▶ _ZADANIE 1_
Przepisz wiernie część fragmentu źródłowego: zacznij od słów "Im dłużej wirus", a skończ po słowach "będzie przedłużał pandemię.".
▶ _ZADANIE 2_
Jak dr Richard Hatchett nazywa wirusa we fragmencie źródłowym?

▶ _FRAGMENT ŹRÓDŁOWY_

"Omikron dowodzi, że pandemia nie zniknie, dopóki w biednych krajach nie będzie szczepionek"
Zamożne kraje gromadzą wielkie rezerwy szczepionek, tworząc "pustynie szczepionkowe" w uboższych państwach, a to nie oznacza tylko zwiększonego ryzyka na pewnych obszarach, ale większe zagrożenie globalne - podkreśla agencja.
Im dłużej wirus rozprzestrzenia się w regionach, gdzie znakomita większość populacji nie jest zaszczepiona, tym większe jest ryzyko, że będzie się stawał, w miarę mutacji, coraz groźniejszy i nadal będzie przedłużał pandemię.
"Ten wirus to bezlitosny oportunista" - zauważa dr Richard Hatchett dyrektor generalne CEPI, jednej z organizacji odpowiedzialnych za powołanie międzynarodowej inicjatywy COVAX na rzecz udostępnienia szczepionek krajom rozwijającym się. "Niesprawiedliwy i nierówny podział szczepionek między regionami świata zemścił się na nas" - ocenia dr Hatchett.

▶ _DANE DO PRZEGLĄDU_
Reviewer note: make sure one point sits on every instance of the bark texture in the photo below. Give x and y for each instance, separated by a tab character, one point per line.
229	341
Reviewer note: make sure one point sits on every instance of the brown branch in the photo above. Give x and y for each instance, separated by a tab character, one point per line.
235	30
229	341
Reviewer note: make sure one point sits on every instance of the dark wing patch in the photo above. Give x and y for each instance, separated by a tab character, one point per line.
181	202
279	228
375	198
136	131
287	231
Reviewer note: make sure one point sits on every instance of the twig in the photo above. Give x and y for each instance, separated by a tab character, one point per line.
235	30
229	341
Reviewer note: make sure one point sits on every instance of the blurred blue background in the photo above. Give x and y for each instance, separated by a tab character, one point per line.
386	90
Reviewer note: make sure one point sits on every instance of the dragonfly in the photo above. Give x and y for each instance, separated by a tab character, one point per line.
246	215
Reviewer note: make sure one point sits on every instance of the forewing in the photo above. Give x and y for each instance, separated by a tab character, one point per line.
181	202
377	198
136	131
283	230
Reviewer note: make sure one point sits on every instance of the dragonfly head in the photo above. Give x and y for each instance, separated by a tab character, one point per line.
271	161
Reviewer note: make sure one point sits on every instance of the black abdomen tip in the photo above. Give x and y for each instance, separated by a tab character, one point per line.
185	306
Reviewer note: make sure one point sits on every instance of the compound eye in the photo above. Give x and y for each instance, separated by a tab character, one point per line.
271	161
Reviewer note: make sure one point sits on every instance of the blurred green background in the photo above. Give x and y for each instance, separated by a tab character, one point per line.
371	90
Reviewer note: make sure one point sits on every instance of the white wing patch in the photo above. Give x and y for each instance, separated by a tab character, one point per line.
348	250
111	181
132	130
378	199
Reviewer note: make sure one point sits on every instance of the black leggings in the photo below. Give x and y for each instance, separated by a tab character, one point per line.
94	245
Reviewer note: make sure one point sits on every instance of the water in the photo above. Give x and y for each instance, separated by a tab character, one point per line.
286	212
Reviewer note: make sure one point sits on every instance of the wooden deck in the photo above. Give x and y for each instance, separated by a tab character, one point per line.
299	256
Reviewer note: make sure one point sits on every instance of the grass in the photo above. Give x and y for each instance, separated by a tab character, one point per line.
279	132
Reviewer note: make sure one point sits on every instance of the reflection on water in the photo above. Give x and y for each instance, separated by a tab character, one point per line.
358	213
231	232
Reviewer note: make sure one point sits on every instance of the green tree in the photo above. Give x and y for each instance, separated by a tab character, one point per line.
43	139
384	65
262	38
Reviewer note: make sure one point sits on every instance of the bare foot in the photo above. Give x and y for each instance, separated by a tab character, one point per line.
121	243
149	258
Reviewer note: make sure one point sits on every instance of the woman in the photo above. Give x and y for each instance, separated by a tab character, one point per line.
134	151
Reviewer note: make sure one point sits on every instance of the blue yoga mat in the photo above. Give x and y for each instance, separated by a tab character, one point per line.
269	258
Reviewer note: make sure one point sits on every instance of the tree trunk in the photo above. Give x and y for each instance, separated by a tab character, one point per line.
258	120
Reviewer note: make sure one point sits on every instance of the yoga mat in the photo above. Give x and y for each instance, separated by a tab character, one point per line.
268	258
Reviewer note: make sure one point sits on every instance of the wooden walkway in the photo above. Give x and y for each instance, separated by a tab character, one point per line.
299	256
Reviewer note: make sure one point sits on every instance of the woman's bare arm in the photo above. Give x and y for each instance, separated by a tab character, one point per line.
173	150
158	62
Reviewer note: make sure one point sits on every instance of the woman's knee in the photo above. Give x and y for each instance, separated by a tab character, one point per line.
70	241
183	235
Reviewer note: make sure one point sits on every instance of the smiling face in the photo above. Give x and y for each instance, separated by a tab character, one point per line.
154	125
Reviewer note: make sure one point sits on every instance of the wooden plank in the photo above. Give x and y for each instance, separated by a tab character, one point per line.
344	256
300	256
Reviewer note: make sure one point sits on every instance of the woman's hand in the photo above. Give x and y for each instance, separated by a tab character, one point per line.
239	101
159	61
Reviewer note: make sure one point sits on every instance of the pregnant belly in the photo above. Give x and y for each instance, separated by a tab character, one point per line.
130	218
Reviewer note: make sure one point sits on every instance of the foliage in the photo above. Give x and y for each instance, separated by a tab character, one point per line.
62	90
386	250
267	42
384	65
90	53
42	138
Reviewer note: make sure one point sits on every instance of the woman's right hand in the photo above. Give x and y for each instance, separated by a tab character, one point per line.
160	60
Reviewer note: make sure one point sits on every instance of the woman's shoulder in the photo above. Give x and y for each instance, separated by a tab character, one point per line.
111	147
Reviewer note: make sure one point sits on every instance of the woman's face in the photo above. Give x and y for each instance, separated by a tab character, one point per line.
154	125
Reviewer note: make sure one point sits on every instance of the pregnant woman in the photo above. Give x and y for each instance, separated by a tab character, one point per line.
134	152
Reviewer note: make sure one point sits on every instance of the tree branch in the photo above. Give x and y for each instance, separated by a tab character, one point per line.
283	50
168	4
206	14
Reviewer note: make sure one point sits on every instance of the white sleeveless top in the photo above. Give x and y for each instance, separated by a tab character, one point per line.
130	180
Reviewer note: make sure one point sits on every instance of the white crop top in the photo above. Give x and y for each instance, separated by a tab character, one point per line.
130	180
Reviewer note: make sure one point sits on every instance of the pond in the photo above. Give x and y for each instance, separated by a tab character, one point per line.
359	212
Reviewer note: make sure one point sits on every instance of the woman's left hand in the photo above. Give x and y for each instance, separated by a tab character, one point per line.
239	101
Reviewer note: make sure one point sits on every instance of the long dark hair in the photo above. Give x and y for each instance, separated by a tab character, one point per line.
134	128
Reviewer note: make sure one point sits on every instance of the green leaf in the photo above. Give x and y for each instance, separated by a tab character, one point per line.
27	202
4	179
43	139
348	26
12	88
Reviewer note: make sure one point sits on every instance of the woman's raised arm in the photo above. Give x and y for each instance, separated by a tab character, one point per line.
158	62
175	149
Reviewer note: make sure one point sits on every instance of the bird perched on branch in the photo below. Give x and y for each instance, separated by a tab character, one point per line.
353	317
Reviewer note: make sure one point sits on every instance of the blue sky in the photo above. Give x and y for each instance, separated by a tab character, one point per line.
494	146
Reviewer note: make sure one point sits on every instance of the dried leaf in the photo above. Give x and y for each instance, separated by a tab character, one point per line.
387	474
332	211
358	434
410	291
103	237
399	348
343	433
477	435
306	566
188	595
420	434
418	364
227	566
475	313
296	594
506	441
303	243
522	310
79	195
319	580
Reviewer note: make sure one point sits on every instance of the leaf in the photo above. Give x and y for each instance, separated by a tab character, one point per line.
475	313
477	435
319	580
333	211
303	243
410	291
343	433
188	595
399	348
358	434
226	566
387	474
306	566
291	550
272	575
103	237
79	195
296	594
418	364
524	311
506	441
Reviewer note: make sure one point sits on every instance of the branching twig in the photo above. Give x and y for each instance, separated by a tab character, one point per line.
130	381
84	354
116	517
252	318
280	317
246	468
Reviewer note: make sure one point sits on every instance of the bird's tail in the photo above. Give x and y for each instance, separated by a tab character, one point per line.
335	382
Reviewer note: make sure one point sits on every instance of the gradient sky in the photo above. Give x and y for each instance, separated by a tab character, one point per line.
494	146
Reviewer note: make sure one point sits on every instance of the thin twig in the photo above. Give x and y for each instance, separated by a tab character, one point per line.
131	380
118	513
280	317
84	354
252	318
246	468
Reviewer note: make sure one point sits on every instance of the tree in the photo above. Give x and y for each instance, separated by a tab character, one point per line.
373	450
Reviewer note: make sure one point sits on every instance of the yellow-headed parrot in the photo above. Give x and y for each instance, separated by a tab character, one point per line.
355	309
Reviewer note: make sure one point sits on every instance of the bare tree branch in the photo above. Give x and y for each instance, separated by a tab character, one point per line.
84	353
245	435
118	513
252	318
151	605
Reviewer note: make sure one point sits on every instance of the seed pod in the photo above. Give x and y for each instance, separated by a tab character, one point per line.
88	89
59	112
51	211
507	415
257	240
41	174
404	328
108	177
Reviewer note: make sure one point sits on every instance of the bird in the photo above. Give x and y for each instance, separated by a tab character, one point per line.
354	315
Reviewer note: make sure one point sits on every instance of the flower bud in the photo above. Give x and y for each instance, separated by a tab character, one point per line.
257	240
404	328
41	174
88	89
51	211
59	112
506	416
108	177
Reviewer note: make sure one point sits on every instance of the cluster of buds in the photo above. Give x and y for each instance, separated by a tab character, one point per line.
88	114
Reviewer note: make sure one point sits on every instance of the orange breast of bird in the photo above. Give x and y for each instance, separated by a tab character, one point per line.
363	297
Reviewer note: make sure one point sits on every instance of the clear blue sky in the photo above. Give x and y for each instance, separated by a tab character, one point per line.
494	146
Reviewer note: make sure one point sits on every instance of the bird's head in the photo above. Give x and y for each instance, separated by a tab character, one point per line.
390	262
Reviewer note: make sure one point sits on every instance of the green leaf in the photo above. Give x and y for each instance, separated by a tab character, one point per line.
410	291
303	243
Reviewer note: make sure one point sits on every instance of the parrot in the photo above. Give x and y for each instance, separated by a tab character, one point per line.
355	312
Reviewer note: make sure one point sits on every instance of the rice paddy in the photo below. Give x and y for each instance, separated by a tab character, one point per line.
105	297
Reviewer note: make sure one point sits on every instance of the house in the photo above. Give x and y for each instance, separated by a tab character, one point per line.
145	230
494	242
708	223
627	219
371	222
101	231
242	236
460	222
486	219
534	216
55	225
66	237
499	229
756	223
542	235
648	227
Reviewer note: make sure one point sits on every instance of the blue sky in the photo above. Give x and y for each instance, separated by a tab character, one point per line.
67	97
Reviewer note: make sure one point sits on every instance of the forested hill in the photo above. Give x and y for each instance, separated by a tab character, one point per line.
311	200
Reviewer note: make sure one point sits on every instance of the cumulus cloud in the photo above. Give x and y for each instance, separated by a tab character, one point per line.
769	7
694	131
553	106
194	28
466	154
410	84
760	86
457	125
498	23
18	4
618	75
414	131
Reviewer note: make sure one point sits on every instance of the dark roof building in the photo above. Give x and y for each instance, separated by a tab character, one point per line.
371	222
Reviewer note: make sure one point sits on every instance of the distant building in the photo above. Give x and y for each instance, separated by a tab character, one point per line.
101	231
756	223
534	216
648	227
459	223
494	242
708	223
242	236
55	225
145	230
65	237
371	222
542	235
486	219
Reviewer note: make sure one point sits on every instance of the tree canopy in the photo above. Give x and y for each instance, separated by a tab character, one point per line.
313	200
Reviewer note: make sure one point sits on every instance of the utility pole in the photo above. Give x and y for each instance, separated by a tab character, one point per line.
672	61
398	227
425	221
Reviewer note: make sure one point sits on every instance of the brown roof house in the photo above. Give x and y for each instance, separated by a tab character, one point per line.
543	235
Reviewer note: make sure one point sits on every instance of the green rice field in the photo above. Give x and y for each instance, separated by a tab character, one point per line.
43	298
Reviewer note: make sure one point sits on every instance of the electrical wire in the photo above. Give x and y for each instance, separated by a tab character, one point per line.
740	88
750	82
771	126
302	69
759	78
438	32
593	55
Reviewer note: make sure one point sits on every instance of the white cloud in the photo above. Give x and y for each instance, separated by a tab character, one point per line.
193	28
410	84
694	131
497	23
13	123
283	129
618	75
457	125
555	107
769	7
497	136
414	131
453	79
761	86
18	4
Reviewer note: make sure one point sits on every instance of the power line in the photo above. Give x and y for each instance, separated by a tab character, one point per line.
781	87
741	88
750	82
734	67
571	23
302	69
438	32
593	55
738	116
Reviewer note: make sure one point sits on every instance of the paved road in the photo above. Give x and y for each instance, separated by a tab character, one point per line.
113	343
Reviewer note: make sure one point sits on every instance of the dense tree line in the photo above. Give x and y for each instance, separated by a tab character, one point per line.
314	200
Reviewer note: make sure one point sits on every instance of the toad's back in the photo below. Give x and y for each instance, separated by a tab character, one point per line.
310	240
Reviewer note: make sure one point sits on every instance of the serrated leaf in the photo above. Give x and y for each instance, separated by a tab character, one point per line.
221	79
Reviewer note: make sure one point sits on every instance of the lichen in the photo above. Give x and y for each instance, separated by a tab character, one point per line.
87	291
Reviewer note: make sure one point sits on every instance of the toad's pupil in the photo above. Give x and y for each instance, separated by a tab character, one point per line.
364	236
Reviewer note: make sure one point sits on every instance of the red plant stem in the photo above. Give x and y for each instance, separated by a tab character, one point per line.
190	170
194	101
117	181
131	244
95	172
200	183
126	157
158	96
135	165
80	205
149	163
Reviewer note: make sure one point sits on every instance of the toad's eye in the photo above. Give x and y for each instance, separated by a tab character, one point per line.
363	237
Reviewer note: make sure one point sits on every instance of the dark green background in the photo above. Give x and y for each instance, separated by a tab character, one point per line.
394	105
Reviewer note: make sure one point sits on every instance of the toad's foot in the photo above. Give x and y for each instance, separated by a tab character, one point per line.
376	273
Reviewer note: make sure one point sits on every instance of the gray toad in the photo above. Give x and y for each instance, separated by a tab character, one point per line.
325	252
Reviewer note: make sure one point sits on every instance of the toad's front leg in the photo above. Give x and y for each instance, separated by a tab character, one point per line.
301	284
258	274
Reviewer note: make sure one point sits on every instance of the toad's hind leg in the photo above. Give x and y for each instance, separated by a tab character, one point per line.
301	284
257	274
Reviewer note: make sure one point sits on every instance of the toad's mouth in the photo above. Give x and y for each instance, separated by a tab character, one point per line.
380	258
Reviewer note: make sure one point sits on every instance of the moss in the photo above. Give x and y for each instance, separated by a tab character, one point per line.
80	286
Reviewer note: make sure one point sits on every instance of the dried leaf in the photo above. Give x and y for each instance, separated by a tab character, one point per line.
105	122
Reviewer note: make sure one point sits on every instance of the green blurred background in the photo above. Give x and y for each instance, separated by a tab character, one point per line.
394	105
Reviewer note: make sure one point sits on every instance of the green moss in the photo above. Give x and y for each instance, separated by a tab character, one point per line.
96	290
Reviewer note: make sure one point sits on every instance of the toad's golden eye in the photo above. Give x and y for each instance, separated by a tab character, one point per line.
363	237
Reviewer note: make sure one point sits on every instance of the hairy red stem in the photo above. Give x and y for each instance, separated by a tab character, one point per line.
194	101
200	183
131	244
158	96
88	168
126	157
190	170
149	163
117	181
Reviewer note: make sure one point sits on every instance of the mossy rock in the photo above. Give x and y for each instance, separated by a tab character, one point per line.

▶ _ODPOWIEDŹ 1_
Im dłużej wirus rozprzestrzenia się w regionach, gdzie znakomita większość populacji nie jest zaszczepiona, tym większe jest ryzyko, że będzie się stawał, w miarę mutacji, coraz groźniejszy i nadal będzie przedłużał pandemię.

▶ _ODPOWIEDŹ 2_
Nazywa go bezlitosnym oportunistą.